#### SELECTION
Looking Back On The Legacy of “Rush Hour” and Jackie Chan 20 Years Later

When Rush Hour was released in 1988, Asian representation was at an all time low in Hollywood. Bruce Lee passed away in 1973, while the likes of Lucy Liu, Jet Li and Chow Yun Fat would not break through until the early 2000s. Jackie Chan was still an unknown quantity outside of Asia. And I was but six years old, a little girl growing up in Thailand.

Even though we have our own film industries, Hollywood films were and still are very popular in Asia. I, along with my friends and siblings, grew up with classic films like Star Wars, Home Alone, Toy Story, The Lion King and Titanic. We might not hunger for representation the same way Asian-Americans do, but it is undeniable that the limited way Asians are portrayed in Hollywood films have an impact on how we perceive ourselves and people of other races. These films rarely show us as equals of our white counterparts; either we are a punchline, a stereotype or we are invisible altogether. Therefore, for children of colour born in the light eighties and the nineties, when Rush Hour arrived, it arrived as a significant Cultural Moment for us: a rare buddy cop comedy with a black lead and an Asian lead that we could enjoy with our friends and families.

When I think back of my memory of first seeing the film, only one name came to mind: Jackie Chan. As a child, Jackie Chan was not just a name to me but rather a feeling. An experience. Here was someone who looked like me, who looked like my father, like my grandfather, and like many other people I see in everyday life. He was not simply an insignificant side character or the comedic relief; he was not Short Round from Indiana Jones or Delta from The Goonies. He was a hero. Not only could he fight, but he could make jokes and have fun. He could be emotional and still be as capable as any other white character on screen. He made me root for him. Identity with him. Be proud of him.

My Jackie Chan experience was heightened during my high school years. Not only did I went to see Rush Hour 3 in cinema with my best friend, I was fortunate enough to meet Jackie Chan in person. Through the International Peace Foundation, he came to my high school to speak at an event titled, very Hollywood-like, “Art and Culture as a Pathway Toward Peace”. When it came time for him to take the stage, he spoke for only ten minutes on the topic at hand, saying Yes, Of course, we must have peace, Yes, of course, art can help build bridges and achieve this peace, before finishing his ‘speech’ with a wave of his hand as if to say, this is so obvious, why must I dedicate two hours to this? and told us to ask him any questions we wanted. He then proceeded to spend the next two hours answering our queries about the entertainment industry and telling stories about his childhood and his career. He then had another Q&A with just us drama students.

When it was time for him to leave, the entire school came out to send him off and he went around giving hi-fives, shaking everyone’s hands, waving. Then suddenly, in what seemed like a flash, he, along with everything that came with him – his energy, his humour, his presence, his Chinese-self, his superstardom – was gone. Like the Wizard of Oz disappearing with his magic and leaving behind nothing but a quiet buzz that lingered in the air long after he’s left the building.

#### PROBLEMS AND TASKS
A - In the Rush Hour essay, what was the title of the event at which Jackie Chan spoke at the high school?
B - Return the passage of the Rush Hour essay that starts at the words "Looking Back On" and stops after the words "up in Thailand.".
The data that follows plays no part in this.

Lines of data
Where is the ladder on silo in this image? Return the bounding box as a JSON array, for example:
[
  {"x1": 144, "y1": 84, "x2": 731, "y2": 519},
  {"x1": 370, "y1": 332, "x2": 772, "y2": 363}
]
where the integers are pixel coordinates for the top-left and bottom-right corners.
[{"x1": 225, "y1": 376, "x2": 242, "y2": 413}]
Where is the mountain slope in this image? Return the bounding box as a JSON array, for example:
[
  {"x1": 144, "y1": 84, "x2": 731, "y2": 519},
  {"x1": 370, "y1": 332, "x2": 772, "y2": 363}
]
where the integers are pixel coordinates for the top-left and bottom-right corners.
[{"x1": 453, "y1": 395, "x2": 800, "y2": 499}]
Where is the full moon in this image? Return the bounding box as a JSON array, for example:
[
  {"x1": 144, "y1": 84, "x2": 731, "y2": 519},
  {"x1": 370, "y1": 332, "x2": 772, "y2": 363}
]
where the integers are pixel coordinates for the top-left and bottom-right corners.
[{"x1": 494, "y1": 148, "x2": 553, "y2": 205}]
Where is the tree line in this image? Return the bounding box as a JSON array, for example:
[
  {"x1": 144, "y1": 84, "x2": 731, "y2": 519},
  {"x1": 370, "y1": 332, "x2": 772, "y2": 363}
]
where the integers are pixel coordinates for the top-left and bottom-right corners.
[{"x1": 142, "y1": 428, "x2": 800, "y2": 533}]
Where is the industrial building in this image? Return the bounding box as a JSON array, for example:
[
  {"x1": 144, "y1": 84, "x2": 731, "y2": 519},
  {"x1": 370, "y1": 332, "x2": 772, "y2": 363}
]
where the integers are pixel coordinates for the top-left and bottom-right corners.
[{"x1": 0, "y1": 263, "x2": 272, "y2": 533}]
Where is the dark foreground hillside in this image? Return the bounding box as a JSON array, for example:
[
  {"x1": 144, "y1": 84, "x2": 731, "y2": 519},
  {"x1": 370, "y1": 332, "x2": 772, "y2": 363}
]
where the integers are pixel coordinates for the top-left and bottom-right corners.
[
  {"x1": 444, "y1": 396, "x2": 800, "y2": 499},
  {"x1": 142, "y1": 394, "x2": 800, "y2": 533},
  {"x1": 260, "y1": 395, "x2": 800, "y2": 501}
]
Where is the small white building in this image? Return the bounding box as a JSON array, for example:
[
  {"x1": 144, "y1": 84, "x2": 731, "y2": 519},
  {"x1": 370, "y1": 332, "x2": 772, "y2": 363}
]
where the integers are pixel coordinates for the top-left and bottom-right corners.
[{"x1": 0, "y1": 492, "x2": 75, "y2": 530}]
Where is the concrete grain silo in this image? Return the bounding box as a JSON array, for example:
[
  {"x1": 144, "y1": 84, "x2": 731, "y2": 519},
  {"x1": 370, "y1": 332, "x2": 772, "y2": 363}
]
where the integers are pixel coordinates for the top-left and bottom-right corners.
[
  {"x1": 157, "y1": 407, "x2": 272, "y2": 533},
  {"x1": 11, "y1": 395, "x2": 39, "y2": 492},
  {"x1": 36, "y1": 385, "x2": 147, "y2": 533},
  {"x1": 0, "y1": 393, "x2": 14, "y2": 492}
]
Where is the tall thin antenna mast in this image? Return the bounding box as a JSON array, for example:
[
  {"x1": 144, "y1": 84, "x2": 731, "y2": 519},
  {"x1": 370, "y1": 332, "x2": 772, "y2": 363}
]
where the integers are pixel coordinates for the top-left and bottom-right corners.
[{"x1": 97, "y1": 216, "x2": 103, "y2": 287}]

==

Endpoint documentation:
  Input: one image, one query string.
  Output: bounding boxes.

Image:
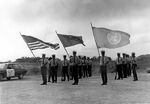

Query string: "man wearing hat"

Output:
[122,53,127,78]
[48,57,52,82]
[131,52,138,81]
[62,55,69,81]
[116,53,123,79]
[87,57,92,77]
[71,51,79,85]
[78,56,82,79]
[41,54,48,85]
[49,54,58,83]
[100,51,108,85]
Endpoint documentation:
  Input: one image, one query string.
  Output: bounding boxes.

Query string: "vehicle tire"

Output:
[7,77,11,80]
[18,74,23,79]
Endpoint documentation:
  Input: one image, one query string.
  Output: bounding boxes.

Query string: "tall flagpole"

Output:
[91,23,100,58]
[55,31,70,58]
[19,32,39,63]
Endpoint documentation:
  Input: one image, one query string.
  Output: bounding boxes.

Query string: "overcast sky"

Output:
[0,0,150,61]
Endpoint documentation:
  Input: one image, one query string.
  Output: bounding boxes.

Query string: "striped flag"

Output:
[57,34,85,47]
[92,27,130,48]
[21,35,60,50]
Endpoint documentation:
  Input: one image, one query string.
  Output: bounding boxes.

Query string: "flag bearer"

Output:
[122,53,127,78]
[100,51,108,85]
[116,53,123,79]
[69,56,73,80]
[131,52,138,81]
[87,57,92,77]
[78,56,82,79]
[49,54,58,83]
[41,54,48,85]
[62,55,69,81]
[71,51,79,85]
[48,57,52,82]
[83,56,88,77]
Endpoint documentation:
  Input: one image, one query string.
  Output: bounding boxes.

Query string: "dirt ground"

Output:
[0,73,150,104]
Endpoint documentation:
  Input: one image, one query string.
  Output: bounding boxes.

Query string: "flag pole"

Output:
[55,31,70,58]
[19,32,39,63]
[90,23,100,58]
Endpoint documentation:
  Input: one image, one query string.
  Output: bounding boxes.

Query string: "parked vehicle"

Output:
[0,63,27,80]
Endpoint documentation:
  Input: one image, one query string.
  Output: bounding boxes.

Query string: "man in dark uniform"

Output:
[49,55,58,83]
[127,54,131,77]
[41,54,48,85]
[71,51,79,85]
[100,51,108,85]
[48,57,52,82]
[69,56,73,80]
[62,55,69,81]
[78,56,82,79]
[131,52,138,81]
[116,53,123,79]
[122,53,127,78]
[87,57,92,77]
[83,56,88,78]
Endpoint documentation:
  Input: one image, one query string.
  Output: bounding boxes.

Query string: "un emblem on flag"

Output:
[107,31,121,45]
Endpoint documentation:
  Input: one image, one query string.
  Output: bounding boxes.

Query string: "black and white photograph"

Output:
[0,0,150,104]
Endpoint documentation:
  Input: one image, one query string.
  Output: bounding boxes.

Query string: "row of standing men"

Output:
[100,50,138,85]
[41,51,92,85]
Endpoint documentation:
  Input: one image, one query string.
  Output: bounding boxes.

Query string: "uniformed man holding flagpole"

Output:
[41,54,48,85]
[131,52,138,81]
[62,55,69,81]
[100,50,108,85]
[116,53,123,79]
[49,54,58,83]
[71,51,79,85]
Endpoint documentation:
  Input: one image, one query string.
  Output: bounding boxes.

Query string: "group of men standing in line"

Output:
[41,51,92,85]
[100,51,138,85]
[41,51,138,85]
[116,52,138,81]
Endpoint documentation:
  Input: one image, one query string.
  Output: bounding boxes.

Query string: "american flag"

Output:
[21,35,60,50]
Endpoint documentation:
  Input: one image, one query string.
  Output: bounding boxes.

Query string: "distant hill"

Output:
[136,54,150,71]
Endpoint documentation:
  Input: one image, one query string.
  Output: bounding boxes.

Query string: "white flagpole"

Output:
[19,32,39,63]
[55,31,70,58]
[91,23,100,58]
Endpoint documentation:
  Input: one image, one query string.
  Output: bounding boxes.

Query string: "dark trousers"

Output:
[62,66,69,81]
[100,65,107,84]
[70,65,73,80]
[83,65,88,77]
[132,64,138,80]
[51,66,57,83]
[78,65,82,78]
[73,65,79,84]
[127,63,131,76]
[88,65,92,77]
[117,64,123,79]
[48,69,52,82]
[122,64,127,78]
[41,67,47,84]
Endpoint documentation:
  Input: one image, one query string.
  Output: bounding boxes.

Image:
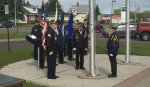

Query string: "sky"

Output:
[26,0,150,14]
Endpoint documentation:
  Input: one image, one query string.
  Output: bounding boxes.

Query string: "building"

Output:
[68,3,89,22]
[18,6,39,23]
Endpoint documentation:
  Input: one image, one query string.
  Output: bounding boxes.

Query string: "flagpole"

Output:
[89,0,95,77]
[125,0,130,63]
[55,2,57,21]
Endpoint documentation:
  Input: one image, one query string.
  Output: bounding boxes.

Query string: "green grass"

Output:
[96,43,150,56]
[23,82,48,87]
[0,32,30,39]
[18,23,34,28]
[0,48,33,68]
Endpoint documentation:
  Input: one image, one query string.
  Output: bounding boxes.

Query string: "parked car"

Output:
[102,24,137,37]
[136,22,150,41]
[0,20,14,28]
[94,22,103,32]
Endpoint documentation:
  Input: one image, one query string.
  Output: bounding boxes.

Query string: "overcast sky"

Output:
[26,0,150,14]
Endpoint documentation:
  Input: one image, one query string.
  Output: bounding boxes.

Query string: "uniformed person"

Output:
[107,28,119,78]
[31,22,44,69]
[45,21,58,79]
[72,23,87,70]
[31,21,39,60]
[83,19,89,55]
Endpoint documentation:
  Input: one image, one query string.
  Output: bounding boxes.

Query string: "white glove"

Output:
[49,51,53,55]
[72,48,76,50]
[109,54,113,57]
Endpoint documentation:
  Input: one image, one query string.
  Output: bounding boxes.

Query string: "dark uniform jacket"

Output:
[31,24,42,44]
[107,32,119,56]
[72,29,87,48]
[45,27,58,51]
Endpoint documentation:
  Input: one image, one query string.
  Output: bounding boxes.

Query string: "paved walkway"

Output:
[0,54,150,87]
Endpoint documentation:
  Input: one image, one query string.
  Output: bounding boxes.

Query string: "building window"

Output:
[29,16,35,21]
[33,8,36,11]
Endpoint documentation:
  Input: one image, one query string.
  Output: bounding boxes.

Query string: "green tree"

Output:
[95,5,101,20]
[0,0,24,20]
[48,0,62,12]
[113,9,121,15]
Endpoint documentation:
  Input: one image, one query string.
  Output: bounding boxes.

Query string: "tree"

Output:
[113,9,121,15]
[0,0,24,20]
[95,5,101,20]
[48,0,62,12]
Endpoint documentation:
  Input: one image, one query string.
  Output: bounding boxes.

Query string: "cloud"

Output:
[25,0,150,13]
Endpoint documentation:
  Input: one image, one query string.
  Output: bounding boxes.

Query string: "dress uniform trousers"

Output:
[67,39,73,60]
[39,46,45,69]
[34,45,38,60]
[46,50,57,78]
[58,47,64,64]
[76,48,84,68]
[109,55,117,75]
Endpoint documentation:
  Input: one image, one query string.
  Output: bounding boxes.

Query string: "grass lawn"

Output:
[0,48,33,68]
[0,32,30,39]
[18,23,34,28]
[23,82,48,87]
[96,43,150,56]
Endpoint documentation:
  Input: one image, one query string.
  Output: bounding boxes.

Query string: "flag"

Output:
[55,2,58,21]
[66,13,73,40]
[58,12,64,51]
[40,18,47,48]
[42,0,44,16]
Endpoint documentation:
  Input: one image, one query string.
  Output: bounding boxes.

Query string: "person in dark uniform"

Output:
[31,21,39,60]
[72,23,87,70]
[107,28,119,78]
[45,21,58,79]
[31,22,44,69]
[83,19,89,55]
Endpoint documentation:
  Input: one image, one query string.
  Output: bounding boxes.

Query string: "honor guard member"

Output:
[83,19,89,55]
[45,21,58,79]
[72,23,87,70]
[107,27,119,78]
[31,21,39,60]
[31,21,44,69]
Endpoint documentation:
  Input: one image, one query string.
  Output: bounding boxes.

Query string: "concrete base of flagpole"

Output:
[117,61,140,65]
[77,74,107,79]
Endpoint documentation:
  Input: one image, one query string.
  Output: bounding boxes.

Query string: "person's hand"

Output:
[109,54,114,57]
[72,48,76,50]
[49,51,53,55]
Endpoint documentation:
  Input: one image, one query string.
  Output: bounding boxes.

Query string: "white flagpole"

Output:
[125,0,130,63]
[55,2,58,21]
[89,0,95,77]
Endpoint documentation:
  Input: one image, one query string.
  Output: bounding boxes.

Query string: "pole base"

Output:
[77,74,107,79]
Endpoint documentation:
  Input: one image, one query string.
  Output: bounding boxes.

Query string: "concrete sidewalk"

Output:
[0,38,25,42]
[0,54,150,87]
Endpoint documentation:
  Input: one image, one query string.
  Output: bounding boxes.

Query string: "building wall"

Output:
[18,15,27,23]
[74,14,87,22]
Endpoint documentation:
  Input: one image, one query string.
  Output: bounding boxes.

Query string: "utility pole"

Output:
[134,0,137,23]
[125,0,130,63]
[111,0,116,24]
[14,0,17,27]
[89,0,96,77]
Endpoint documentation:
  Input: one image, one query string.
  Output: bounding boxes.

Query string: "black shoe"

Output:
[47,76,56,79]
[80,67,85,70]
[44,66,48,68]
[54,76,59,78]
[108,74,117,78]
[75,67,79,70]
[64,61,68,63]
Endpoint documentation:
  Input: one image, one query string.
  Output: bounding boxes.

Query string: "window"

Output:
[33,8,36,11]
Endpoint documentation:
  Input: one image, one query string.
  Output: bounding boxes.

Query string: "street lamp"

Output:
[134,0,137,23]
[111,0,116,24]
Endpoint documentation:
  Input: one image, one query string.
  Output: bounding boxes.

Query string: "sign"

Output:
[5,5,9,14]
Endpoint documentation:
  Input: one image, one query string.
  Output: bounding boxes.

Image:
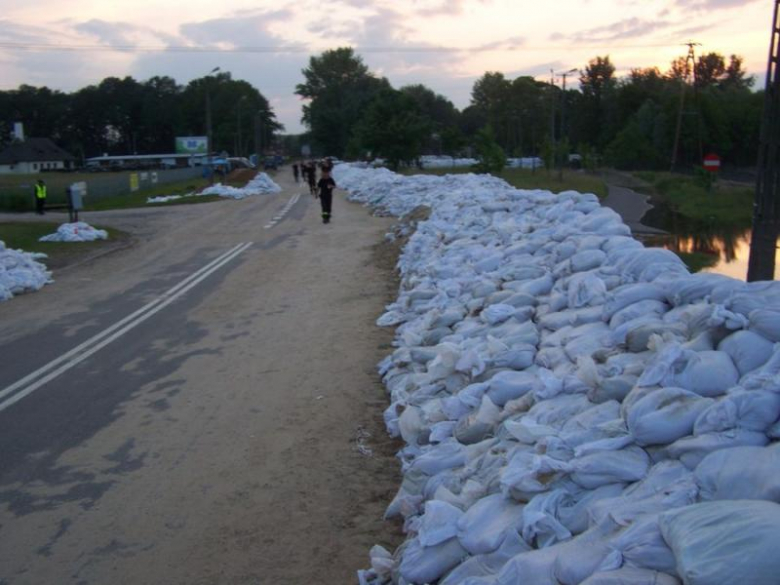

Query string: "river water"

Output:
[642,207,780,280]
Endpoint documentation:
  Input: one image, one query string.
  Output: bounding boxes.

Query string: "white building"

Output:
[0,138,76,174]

#### SOLUTION LIST
A - "Art and Culture as a Pathway Toward Peace"

B -
Looking Back On The Legacy of “Rush Hour” and Jackie Chan 20 Years Later

When Rush Hour was released in 1988, Asian representation was at an all time low in Hollywood. Bruce Lee passed away in 1973, while the likes of Lucy Liu, Jet Li and Chow Yun Fat would not break through until the early 2000s. Jackie Chan was still an unknown quantity outside of Asia. And I was but six years old, a little girl growing up in Thailand.